[WHAT IS ASKED] Format each line of the material below as a Markdown table with the columns "Row" and "Material line," numbering the rows in order and leaving out blank lines and the pictures.

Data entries
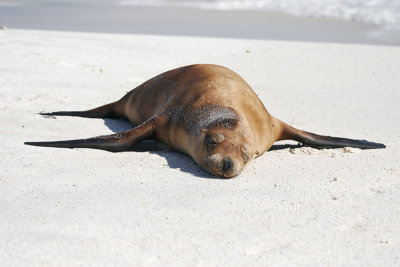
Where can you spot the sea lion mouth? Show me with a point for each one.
(221, 166)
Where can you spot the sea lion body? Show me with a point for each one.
(206, 111)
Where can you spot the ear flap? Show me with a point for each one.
(204, 131)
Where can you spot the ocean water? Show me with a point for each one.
(383, 13)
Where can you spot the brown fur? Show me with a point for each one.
(206, 111)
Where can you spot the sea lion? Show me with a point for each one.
(206, 111)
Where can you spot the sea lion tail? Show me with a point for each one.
(113, 143)
(105, 111)
(320, 141)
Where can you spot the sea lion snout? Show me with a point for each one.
(227, 164)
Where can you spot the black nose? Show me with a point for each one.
(227, 164)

[EXPECTED ANSWER]
| Row | Material line |
|---|---|
| 1 | Where can you spot the sea lion mouth? Show me with a point for each one. |
| 2 | (221, 166) |
| 3 | Where can you spot the sea lion body? Show me with a point for each one. |
| 4 | (206, 111) |
| 5 | Where can you spot the ear flap? Show me with a point for each one. |
| 6 | (204, 131) |
| 7 | Where can you spot the ocean water? Show me with a point for each one. |
| 8 | (383, 13) |
| 9 | Where can you spot the brown fur? Show me with a point for each one. |
| 10 | (206, 111) |
| 11 | Where can you spot the sea lion? Show me with a point for each one. |
| 12 | (206, 111) |
| 13 | Where can you spot the sea lion tail? Show me with a point for each one. |
| 14 | (113, 143) |
| 15 | (105, 111) |
| 16 | (320, 141) |
| 17 | Where can you spot the sea lion snout? Show me with a point for each one. |
| 18 | (227, 164) |
| 19 | Where can you spot the black nose? Show me with a point for each one. |
| 20 | (227, 164) |